Excerpts of pointing data
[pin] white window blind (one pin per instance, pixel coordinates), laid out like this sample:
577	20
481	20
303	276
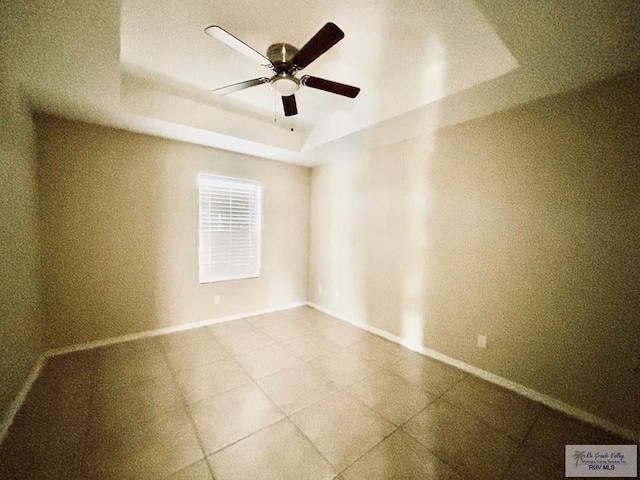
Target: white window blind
230	225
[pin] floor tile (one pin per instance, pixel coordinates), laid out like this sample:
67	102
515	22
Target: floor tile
245	342
534	463
399	456
508	412
153	450
342	428
297	387
311	346
373	350
233	327
391	396
553	430
318	321
204	381
267	361
434	376
194	354
473	448
195	471
118	409
233	415
346	335
120	372
185	337
344	368
267	319
279	452
286	331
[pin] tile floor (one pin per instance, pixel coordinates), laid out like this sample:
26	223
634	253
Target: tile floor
291	395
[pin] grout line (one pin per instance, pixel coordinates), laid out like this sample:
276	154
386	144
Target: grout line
185	408
526	392
20	398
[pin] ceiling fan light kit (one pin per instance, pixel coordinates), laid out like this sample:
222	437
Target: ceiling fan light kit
285	61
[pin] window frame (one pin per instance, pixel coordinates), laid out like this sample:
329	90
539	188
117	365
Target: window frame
256	194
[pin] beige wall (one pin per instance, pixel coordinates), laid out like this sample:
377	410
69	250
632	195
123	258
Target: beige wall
20	333
523	226
52	46
120	232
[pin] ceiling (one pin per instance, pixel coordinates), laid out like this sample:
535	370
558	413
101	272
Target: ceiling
420	64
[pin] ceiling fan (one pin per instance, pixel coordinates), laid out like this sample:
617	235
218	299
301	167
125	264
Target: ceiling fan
286	60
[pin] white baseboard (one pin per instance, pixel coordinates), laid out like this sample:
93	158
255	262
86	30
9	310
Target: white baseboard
18	401
167	330
496	379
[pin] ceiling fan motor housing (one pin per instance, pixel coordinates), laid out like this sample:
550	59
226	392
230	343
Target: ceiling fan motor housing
281	56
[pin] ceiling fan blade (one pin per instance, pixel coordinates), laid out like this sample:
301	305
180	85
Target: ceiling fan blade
322	41
329	86
289	104
240	86
238	45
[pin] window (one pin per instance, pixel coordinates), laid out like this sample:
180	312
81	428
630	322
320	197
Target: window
230	225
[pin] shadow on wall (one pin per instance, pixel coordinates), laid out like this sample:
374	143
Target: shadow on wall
100	206
534	241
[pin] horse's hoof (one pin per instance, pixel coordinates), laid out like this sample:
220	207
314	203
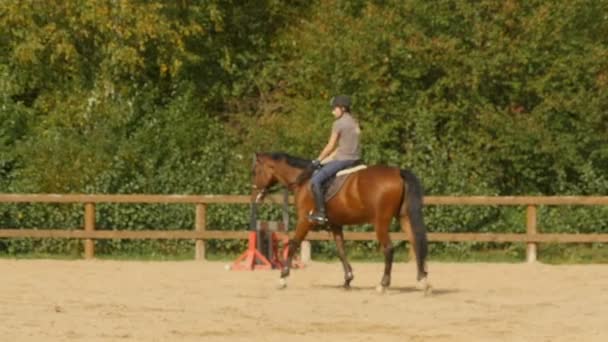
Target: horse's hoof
282	284
381	289
424	285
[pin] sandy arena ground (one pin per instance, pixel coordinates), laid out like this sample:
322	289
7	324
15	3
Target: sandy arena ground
44	300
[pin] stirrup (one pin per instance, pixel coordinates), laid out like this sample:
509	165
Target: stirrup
317	218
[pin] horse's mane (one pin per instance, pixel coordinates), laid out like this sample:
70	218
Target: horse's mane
297	162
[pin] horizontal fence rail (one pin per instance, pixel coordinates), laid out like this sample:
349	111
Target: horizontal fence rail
199	233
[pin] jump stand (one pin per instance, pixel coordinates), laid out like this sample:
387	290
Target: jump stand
267	246
252	259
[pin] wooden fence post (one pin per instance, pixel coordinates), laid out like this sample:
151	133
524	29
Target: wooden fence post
200	226
531	230
89	226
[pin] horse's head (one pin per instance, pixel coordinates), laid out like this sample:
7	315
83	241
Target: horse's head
263	175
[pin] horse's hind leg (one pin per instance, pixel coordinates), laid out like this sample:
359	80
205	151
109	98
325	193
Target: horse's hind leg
339	239
387	247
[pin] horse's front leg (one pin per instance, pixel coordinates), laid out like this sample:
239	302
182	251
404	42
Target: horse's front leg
302	228
339	239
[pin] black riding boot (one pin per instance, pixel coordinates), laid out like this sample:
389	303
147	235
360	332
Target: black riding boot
318	216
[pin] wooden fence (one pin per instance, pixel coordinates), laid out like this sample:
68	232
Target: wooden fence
200	233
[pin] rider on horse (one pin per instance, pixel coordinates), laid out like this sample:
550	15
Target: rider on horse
342	151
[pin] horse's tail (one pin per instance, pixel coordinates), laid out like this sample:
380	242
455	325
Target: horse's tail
411	206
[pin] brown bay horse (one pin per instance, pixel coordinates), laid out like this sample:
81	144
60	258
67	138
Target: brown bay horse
373	195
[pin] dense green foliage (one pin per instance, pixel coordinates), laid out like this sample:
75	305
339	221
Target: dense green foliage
491	97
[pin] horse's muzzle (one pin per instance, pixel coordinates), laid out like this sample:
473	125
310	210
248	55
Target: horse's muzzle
260	196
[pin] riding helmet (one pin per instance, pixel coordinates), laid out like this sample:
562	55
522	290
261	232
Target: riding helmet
341	101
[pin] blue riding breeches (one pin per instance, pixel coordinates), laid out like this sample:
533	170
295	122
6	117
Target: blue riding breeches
328	170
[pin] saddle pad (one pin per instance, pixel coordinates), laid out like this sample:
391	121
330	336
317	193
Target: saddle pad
350	170
335	184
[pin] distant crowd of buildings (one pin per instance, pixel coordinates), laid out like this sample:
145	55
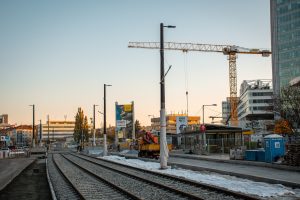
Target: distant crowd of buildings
255	109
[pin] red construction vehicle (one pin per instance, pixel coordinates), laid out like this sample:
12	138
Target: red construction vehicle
149	146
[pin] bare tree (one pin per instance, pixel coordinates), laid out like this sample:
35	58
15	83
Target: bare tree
287	104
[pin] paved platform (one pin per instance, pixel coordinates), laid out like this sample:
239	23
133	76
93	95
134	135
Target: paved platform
11	168
257	171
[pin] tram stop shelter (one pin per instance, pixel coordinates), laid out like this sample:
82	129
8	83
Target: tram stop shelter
219	139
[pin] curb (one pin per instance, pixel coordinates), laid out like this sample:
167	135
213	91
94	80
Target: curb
14	176
240	162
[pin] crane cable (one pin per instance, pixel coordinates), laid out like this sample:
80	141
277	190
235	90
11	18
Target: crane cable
186	81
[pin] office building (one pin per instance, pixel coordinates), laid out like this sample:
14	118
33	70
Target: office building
285	32
255	108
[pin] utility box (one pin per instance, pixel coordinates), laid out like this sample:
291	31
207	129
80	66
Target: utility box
274	147
250	155
261	155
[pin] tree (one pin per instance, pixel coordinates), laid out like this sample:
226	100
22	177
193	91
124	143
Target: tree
287	104
81	127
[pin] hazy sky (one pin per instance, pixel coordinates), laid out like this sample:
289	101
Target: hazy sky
58	54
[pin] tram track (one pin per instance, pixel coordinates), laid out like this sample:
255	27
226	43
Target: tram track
80	183
185	188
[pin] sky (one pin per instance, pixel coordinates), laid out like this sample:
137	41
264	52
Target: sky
58	55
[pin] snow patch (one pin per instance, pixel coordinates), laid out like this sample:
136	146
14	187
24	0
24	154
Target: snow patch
225	181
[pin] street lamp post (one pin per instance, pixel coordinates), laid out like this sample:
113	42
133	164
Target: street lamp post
204	135
104	126
151	117
40	138
33	126
164	154
94	125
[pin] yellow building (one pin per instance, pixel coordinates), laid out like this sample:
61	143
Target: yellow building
171	122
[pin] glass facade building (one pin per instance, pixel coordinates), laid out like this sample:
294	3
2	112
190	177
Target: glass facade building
285	32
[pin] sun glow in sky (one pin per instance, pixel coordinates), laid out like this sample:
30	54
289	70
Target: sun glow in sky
58	54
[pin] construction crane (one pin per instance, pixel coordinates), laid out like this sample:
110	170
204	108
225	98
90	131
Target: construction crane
213	117
229	50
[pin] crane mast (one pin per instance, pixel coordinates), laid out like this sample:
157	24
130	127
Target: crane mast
230	50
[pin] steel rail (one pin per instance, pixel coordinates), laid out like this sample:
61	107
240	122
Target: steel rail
186	181
103	180
156	184
67	179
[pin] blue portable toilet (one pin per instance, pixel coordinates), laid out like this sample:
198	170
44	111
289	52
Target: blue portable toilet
274	147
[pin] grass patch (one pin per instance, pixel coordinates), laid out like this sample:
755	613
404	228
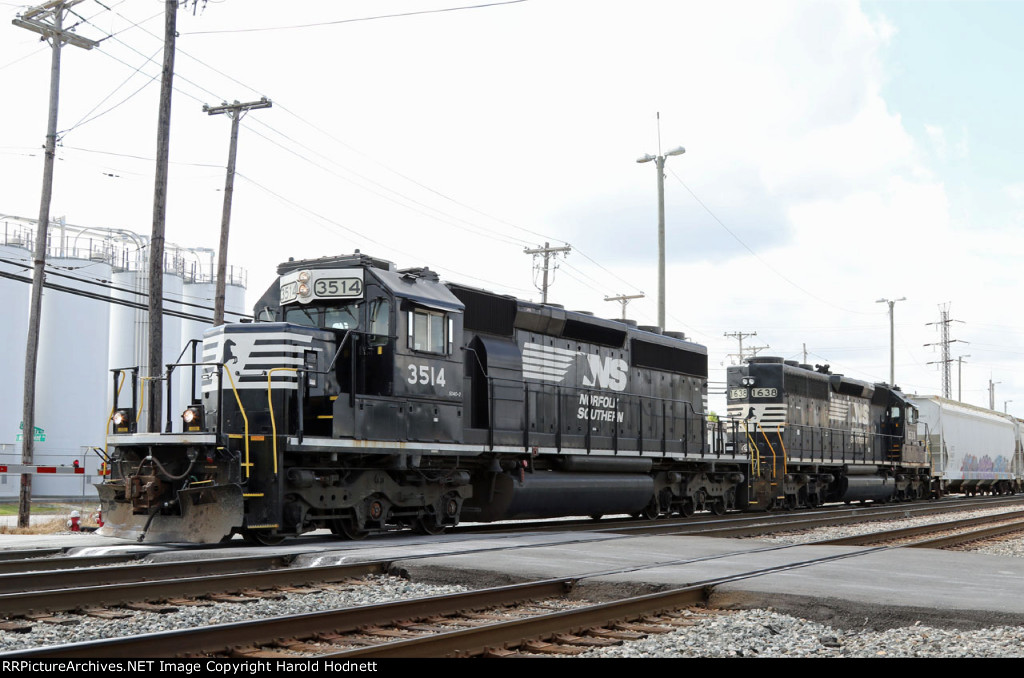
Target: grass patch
37	508
57	523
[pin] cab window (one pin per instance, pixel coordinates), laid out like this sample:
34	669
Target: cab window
379	319
428	331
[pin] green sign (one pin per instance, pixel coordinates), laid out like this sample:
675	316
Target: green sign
38	434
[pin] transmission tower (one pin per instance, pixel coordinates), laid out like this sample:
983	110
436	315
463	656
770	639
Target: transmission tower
946	361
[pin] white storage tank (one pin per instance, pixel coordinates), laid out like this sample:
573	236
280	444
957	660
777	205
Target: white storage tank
71	374
972	449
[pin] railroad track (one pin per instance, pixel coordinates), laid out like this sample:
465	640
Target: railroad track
345	633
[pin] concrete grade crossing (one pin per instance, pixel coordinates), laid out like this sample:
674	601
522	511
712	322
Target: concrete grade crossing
875	588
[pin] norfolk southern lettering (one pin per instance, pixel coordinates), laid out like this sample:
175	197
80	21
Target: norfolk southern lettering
602	408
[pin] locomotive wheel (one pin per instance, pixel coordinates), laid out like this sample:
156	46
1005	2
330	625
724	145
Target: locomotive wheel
346	527
651	512
427	525
261	539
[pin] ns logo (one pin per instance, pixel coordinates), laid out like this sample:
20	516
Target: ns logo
606	373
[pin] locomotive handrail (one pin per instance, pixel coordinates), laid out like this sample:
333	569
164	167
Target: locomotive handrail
269	401
781	442
194	343
117	391
770	447
220	410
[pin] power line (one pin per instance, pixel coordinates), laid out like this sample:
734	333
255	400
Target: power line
352	20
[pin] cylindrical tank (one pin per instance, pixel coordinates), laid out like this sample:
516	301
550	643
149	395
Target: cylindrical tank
863	489
73	351
13	333
552	494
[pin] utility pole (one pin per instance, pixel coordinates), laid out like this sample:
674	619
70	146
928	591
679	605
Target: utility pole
235	112
659	164
625	299
892	339
46	19
945	341
960	377
753	350
547	252
156	352
991	392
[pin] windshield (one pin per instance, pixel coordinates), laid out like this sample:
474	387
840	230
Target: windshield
345	316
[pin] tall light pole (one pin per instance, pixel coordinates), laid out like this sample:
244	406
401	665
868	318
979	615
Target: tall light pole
659	163
892	338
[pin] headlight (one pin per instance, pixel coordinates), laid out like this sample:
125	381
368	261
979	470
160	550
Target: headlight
123	421
192	418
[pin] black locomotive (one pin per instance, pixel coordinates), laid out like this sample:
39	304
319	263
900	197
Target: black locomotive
814	436
367	397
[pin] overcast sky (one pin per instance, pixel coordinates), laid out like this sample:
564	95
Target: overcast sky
837	153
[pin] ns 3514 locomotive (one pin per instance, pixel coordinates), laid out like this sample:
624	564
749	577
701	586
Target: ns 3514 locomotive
367	397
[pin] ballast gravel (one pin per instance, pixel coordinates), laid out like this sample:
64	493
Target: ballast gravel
713	633
764	633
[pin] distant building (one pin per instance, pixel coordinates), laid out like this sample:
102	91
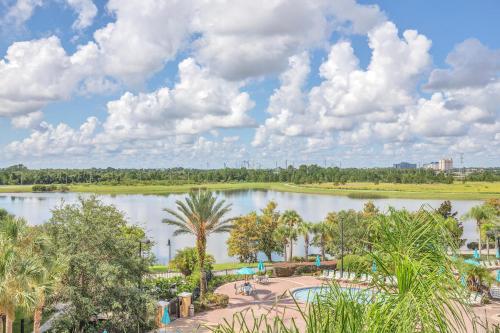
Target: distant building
431	166
445	164
405	165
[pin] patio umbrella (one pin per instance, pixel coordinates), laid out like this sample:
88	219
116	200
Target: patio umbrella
472	262
261	266
165	319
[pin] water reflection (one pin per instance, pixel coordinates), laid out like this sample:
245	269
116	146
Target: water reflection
147	211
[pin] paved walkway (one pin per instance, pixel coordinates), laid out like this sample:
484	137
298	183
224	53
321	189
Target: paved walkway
272	300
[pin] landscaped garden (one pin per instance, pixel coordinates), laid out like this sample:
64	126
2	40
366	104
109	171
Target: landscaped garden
92	271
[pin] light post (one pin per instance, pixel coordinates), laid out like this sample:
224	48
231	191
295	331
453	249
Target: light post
342	247
144	241
169	244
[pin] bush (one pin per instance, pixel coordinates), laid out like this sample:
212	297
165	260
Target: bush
356	263
164	289
186	261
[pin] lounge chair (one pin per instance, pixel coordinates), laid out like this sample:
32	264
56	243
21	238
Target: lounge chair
475	298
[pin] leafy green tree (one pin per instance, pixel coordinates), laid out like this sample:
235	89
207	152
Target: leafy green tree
290	220
454	224
482	214
304	229
267	222
244	238
20	268
201	214
187	262
103	272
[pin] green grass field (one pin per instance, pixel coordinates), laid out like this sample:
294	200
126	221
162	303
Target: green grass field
470	190
216	267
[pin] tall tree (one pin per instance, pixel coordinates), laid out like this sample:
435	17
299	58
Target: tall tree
20	268
290	219
304	229
453	223
481	214
244	237
103	270
267	222
201	214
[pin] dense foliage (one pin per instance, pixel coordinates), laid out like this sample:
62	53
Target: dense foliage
101	282
186	261
19	174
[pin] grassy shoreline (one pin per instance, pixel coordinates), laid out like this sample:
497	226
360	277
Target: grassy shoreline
457	191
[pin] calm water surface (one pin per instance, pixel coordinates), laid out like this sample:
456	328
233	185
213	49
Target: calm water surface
147	211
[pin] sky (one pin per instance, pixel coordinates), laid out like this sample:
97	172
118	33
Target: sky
214	83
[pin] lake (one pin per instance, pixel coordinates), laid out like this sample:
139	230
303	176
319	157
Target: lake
147	211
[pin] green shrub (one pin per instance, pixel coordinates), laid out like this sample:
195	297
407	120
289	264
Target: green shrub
356	263
186	261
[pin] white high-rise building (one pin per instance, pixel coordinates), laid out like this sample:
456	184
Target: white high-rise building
445	164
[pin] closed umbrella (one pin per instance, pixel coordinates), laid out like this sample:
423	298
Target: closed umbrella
472	262
261	266
165	319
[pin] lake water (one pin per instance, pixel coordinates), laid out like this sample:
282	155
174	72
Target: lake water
147	211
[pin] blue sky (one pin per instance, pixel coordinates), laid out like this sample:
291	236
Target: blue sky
165	83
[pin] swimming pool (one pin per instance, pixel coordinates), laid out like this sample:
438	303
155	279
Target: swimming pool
308	294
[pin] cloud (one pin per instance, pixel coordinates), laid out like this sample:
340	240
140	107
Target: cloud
145	35
29	120
198	103
355	104
35	73
472	65
20	12
86	11
60	140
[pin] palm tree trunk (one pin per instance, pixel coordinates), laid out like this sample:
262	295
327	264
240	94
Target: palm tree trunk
201	245
9	321
306	247
37	317
479	242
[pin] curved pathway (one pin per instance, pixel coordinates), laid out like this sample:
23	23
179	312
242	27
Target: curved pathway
271	300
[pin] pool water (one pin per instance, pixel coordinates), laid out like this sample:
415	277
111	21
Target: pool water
309	294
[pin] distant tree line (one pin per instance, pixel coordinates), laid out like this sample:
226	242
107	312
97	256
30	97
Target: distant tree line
21	175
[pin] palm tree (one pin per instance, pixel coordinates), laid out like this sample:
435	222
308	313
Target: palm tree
20	269
291	219
304	229
201	214
482	214
321	232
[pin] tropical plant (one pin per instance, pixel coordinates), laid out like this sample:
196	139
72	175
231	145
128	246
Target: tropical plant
267	222
290	220
201	214
322	236
482	214
187	262
103	270
243	238
20	269
424	295
304	229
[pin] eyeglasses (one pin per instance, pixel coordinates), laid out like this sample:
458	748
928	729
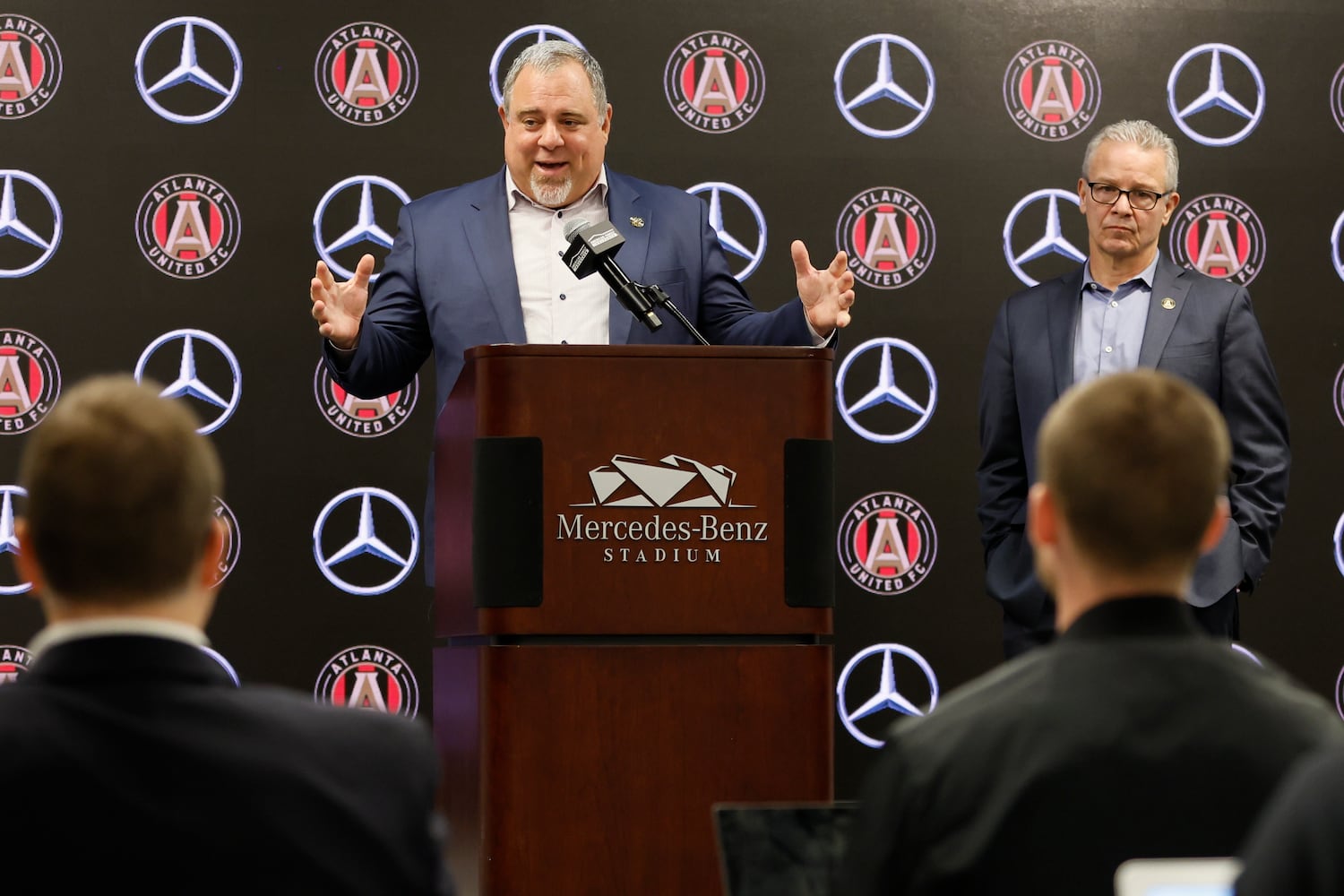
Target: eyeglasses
1139	199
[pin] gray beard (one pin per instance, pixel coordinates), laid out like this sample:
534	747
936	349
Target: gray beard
551	193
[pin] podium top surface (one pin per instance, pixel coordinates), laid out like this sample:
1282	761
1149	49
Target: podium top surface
510	349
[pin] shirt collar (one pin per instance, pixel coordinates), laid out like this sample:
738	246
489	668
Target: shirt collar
1144	276
513	194
62	632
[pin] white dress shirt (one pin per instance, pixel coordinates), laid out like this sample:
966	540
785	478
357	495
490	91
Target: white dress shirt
556	306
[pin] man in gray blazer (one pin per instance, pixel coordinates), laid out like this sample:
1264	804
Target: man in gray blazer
1133	734
129	756
1128	306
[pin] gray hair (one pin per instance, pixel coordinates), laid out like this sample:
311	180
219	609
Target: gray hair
547	56
1144	134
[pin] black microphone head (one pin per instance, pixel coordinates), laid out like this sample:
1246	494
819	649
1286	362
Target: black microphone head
574	226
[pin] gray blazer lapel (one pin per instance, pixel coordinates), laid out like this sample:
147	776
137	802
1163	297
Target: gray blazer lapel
1164	308
492	250
1062	320
625	206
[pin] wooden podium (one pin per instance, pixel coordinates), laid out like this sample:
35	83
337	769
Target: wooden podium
633	565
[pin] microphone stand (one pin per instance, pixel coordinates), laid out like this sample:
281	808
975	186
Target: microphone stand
661	300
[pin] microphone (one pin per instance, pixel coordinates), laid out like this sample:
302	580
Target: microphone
593	249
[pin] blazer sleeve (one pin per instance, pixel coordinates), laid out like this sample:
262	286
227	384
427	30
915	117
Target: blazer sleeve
394	336
1003	479
1258	426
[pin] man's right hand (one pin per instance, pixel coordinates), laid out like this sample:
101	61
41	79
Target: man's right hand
339	306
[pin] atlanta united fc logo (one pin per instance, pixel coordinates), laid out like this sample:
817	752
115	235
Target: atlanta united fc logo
889	237
1051	90
714	81
366	73
887	543
366	418
30	381
30	66
1219	236
368	677
187	226
13	662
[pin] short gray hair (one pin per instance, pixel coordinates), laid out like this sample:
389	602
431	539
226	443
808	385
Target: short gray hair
547	56
1144	134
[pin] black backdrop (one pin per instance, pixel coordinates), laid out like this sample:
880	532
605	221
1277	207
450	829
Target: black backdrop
97	303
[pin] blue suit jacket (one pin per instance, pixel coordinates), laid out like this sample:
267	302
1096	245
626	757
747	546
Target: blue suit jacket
1211	339
449	284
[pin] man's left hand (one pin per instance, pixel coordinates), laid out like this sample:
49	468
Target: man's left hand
827	295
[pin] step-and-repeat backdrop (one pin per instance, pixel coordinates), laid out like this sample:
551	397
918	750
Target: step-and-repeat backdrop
171	174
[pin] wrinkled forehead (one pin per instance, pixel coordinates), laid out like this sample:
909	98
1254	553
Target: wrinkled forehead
1116	159
564	83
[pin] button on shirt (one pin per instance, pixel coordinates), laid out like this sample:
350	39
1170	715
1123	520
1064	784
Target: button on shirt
1110	325
556	306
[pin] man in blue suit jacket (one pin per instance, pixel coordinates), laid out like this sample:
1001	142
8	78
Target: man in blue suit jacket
478	263
1128	306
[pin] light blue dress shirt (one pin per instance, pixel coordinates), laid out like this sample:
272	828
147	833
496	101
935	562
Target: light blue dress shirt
1110	324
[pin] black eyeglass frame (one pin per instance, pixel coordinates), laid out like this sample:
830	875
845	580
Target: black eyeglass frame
1128	194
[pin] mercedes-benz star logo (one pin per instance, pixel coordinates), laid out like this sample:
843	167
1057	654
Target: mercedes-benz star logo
542	32
884	88
887	696
188	70
188	383
8	540
366	541
886	392
223	664
366	225
1339	546
1051	242
750	250
13	226
1336	250
1215	96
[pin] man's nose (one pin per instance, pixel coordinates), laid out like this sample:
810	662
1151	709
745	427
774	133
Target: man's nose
550	136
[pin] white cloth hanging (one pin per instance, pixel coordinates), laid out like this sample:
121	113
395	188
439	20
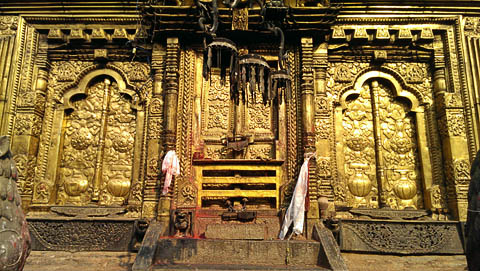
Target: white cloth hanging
296	210
171	167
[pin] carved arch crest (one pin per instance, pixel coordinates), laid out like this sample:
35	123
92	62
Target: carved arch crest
84	79
400	87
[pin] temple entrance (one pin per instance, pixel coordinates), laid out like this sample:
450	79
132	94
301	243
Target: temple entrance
380	150
242	140
97	146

Stated problem
Extract the lines beginning with the one that contains "[pin] man in blue" and ending with the last line of the listing. Keep them exact and drop the pictures.

Solution
[pin] man in blue suit jacket (one pin per instance, pixel coordinates), laid out like this sample:
1001	142
8	78
Target: man in blue suit jacket
478	263
1128	306
[pin] light blue dress shirt (one pin per instance, pixel coordinates), laid out like this sample:
272	828
147	833
496	101
935	562
Target: light blue dress shirt
1110	324
[pin] black eyeglass frame (one pin per instance, pixel coordinates), laid out like this sample:
830	875
845	580
Target: black eyeglass frame
1128	194
[pin] mercedes-benz star logo (one pin per instance, pixel coordinates), laid out like this sample:
843	167
1057	654
Target: mercedes-benz star logo
542	32
884	88
887	696
188	70
188	383
8	540
366	541
886	392
223	664
366	225
1339	546
1051	242
750	250
13	226
1336	250
1215	96
[pin] man's nose (one pin per instance, pixel coordinates), laid out like this sample:
810	662
1151	709
745	427
774	133
Target: man's nose
550	136
[pin] white cloth hanging (one pin per instance, pixel coordinates), laid out like this sample:
121	113
395	188
439	20
Target: white cloth hanging
296	210
171	167
[pin] carved arch crest (one pin per instance, pixel coordinates), laid out like this sample:
35	123
92	62
Target: carved arch crest
84	79
400	87
[pin] temple entrance (one pin per instance, pixel coordinates), laid out like this sample:
450	79
132	94
301	243
Target: temple entrance
380	150
242	140
97	146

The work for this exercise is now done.